Instructions:
1. Which book does the preschool text below recommend for activity ideas?
2. Extend the text on preschool at home below, picking up after its last sentence.

Document excerpt:
My thoughts: I was also surprised to realize that most people I know consider preschool as a necessity these days. I never went to preschool and I excelled in school and always loved learning. I love spending time nurturing and teaching my children, and I put off the time they're gone from me all day as long as possible. I absolutely think of it as optional. Studies have shown they all catch up by 2nd grade, so any advantages kids might kid from pre-k are not long-term. I personally think a child will get more benefit out of interaction with a loving parent at that age.

My experience: I personally did preschool at home with both of my kids when they were 3, then put them in a Montessori preschool the year before kindergarten when they were 4 to ease the transition to school, (one is now 6, the other is 4) and did half-day kindergarten. With my first child I used a Montessori approach and any other creative ideas I came up with. It was amazing. Check out the book "How to Raise an Amazing Child the Montessori Way" for some good ideas on activities. There are also websites with some online learning games, and there are just TONS of ways to teach a child at home in ways that are intriguing to the child. I think his learning experience was much more enriching this way, plus it saves a ton of money. Not only was he learning, but also bonding with me. My son excelled in kindergarten and was 1 of only 2 kids in his kindergarten class who tested into the gifted program so he wasn't behind at all.

Records supplied:
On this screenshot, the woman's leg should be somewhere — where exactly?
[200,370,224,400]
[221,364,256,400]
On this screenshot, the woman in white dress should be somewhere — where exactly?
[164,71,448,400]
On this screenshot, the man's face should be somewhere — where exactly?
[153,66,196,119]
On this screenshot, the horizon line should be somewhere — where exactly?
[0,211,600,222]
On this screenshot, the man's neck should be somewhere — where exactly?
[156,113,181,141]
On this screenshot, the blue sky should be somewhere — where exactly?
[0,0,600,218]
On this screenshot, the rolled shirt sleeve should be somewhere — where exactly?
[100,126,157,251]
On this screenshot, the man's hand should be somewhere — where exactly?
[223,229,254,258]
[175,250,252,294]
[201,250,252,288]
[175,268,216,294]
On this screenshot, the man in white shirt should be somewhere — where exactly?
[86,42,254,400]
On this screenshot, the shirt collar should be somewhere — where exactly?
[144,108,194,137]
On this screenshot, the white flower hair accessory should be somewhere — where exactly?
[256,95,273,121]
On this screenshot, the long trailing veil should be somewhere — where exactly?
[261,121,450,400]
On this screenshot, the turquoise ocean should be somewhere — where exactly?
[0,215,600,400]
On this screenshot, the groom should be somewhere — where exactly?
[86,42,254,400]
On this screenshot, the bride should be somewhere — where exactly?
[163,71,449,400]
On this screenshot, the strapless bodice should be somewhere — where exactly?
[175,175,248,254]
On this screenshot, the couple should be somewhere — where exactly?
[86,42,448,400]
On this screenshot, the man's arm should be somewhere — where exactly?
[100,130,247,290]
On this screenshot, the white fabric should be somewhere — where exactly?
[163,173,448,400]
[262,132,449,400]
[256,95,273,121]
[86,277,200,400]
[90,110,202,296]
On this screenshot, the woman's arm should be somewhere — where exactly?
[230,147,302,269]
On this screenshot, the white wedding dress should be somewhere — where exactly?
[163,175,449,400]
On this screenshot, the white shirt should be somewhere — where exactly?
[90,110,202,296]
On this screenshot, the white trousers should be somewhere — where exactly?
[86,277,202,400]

---

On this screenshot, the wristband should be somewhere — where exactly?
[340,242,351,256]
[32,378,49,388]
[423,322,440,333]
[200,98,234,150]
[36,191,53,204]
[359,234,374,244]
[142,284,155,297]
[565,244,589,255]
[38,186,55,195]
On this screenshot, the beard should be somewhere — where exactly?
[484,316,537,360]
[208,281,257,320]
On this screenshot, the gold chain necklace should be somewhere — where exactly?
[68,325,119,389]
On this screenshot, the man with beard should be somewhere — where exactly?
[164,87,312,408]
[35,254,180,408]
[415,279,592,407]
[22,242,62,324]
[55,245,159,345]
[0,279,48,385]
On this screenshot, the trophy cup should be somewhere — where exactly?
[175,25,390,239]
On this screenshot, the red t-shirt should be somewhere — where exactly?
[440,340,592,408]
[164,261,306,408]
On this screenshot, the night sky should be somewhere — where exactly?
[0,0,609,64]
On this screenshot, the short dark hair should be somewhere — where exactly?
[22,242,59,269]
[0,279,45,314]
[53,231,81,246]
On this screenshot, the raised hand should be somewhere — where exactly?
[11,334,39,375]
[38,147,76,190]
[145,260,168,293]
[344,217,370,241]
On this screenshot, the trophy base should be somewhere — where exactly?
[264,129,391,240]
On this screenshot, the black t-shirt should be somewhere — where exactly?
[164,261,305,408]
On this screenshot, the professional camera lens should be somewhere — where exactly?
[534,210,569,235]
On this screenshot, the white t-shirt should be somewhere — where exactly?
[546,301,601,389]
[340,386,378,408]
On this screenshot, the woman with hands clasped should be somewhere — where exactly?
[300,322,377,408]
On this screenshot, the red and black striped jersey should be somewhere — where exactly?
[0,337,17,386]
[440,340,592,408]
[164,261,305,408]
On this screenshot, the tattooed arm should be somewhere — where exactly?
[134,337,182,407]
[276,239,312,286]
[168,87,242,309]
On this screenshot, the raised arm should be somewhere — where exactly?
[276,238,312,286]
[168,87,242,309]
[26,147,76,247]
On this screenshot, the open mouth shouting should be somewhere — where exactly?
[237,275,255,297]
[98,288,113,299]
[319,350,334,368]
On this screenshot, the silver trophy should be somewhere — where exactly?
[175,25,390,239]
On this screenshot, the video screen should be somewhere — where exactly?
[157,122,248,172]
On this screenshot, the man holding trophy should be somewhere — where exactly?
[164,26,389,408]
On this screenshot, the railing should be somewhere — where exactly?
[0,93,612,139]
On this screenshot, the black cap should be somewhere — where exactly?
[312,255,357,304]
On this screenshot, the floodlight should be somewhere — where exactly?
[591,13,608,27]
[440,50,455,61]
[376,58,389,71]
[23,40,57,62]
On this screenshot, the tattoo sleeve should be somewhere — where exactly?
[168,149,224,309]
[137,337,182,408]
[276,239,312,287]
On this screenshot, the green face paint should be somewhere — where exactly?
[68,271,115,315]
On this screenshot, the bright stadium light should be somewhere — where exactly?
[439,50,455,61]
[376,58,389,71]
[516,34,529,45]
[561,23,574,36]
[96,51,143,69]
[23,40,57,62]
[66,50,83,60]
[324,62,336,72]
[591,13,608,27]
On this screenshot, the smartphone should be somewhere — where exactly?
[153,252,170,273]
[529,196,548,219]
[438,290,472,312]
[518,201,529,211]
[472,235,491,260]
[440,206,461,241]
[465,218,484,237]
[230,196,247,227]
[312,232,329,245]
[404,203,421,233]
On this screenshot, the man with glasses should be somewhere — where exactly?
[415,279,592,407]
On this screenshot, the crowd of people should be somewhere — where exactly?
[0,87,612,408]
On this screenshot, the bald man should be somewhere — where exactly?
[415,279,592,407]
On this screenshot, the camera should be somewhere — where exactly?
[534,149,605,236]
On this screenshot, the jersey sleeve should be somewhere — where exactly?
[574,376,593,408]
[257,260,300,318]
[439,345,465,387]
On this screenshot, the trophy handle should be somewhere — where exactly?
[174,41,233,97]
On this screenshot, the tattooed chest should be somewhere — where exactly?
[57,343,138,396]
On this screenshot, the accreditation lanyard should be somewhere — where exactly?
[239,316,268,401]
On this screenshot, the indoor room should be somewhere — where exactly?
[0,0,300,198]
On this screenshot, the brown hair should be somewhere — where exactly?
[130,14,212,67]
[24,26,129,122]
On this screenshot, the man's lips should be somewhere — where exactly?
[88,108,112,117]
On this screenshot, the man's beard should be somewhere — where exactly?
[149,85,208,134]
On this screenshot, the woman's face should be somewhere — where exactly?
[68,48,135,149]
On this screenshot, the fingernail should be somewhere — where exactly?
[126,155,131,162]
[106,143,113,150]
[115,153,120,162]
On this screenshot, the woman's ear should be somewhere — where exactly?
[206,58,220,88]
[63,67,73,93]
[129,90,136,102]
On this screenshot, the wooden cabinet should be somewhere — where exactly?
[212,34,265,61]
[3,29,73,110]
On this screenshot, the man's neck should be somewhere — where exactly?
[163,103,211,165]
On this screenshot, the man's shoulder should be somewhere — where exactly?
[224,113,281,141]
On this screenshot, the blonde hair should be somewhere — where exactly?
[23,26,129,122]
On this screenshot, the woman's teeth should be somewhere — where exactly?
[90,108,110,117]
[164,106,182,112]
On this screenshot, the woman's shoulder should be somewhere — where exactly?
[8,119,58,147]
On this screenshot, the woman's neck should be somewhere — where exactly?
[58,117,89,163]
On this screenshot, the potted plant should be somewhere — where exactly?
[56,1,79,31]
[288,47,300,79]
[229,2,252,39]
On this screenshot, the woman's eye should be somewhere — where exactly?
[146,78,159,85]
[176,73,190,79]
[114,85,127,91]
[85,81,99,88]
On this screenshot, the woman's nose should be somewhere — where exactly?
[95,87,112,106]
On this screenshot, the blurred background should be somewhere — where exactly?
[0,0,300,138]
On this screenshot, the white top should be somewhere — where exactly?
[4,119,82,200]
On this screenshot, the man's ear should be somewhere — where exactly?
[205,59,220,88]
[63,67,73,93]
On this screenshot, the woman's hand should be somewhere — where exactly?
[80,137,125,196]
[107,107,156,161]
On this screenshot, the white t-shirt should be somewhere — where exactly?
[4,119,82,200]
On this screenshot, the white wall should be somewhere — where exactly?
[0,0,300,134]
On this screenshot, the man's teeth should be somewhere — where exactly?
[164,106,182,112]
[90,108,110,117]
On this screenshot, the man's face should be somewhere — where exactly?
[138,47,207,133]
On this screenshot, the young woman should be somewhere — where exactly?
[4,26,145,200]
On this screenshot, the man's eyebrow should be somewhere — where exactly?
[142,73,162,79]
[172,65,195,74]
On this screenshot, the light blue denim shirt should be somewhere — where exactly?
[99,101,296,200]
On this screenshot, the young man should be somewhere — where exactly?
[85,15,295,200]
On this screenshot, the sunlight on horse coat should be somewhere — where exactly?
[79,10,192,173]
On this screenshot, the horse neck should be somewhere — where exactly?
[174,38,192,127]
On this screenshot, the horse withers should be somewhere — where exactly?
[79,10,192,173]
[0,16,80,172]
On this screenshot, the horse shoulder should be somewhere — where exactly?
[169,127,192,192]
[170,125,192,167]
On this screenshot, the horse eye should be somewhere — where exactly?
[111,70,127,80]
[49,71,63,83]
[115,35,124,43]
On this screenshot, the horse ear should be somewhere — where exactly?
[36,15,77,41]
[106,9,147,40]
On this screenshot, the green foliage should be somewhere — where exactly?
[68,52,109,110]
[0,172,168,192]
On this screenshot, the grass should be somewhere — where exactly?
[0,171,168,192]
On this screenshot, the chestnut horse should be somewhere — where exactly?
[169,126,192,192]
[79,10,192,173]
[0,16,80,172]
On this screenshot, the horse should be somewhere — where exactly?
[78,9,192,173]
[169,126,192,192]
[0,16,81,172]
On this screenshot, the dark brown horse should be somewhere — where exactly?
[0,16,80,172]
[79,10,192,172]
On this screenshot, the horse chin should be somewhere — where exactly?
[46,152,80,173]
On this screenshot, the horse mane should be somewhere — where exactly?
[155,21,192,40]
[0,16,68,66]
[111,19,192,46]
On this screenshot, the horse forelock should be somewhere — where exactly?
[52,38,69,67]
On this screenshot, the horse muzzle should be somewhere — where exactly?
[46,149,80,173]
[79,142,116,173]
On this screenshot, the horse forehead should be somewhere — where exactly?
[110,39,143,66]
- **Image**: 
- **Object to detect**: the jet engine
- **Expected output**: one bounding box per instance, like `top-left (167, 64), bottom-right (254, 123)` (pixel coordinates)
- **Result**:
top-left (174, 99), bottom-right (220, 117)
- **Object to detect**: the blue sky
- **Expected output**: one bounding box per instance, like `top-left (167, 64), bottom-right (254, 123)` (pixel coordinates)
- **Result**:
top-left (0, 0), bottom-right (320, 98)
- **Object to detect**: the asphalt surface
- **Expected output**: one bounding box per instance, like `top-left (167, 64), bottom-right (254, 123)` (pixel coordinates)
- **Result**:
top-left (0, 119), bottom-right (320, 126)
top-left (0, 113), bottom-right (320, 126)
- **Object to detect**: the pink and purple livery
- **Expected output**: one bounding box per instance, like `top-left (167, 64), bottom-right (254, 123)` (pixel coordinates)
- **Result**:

--

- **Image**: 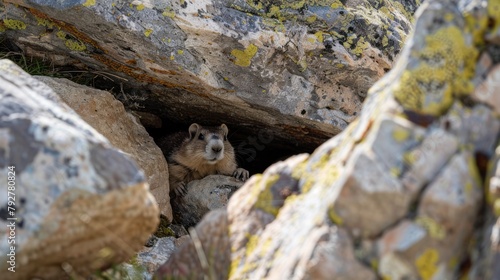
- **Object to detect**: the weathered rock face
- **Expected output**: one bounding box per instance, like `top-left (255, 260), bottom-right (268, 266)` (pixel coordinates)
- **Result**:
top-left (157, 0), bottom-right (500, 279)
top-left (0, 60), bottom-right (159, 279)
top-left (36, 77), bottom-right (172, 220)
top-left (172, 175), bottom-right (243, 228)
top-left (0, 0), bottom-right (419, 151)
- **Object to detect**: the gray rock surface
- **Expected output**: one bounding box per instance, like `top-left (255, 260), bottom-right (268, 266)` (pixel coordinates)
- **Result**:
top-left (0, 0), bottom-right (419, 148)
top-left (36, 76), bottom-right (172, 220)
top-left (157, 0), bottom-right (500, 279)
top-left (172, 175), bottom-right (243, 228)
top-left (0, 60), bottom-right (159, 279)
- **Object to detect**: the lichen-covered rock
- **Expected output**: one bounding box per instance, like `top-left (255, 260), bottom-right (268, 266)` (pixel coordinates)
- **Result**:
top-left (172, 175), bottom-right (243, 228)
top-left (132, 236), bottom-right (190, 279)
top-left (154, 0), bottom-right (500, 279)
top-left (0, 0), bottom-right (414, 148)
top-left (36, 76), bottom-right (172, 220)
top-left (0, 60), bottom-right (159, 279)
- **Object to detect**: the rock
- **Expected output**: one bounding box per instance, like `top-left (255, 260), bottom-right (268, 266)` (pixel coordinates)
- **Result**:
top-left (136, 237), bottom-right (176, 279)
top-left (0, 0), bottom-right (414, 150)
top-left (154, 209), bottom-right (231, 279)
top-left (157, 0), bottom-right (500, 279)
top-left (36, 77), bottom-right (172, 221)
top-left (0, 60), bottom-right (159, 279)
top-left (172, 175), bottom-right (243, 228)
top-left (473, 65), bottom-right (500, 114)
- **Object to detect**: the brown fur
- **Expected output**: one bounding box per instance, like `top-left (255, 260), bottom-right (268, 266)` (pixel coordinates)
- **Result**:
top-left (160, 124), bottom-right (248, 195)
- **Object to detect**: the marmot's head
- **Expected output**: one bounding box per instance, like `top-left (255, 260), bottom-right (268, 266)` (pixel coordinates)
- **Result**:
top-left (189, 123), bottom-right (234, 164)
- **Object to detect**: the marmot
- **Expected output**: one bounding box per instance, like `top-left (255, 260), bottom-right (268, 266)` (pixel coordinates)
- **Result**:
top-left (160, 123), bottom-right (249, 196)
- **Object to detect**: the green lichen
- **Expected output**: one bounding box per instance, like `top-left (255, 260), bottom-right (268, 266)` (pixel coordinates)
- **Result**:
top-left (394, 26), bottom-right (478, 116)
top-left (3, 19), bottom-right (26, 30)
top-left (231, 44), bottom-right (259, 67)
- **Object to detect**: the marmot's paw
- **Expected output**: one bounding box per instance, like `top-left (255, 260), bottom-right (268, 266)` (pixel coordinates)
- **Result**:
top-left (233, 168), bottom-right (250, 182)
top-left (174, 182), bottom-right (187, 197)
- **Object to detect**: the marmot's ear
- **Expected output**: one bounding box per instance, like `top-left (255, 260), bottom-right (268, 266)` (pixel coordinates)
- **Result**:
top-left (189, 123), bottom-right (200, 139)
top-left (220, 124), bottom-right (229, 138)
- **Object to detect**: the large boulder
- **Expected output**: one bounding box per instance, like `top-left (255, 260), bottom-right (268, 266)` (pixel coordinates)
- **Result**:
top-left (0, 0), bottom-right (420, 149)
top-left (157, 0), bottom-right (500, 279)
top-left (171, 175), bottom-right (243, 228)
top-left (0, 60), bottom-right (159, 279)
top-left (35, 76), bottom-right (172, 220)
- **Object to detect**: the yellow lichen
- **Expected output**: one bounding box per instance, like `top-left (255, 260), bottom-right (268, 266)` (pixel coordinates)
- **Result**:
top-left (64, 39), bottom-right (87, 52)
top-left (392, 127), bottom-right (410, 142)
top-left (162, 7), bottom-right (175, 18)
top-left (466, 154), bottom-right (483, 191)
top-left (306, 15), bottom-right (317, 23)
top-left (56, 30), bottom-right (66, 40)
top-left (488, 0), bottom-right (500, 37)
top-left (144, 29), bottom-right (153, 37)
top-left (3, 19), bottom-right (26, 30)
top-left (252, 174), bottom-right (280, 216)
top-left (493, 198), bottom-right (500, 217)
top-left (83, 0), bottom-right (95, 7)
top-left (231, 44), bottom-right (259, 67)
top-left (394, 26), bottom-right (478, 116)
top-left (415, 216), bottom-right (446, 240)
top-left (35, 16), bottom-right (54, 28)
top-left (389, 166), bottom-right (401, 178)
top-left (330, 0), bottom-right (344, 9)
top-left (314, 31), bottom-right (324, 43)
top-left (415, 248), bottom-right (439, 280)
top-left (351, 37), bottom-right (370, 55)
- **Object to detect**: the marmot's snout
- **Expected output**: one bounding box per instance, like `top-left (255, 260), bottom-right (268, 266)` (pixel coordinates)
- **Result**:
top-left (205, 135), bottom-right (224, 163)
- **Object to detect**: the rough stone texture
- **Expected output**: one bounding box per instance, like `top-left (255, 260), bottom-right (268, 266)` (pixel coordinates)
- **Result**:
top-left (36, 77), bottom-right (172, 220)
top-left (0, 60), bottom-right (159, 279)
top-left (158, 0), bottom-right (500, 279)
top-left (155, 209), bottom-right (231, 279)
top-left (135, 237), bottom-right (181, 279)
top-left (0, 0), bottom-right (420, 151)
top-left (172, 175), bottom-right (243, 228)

Per-task outputs:
1. "How to Raise an Amazing Child the Montessori Way"

2.
For my second child, my daughter, I was invited to join a preschool co-op called Joy School with 5 kids and 5 moms, so every 5 weeks I taught on Monday and Wednesday afternoon. We had a great group of dependable moms and used a wonderful curriculum that focuses on teaching them to experience the different joys in life rather than academics (http://www.valuesparenting.com/joyschool/). I also incorporated my own teaching activities I had come up with with my son. My daughter LOVED (and I mean LOVED) this little group and would rather do it than real preschool next year. It was more work and structure than what I did with my son, which is good and bad. It was more stressful to teach 5 little kids (plus my son who was home from kindergarten in the afternoons). I could delve deeper into subjects when teaching just my 2 kids, but with the co-op my daughter got more consistent teaching since it was an organized schedule. Bottom line: I preferred teaching just my 2 kids, my kids preferred the co-op.

I am a member of MOMS Club (www.momsclub.org to find your local chapter) and I really enjoy it, and it helped eased my concern over my children socializing and interacting with other children since they didn't attend preschool at age 3.

One more thing, three extremely similar "requests" have been posted on mamasource, so I suggest looking back in the archives to see the responses those mothers received. Here are the links:
http://www.mamapedia.com/questions/17318259280276684801
http://www.mamapedia.com/questions/303077268677197825?ak=...
http://www.mamapedia.com/questions/10879874065347117057?a...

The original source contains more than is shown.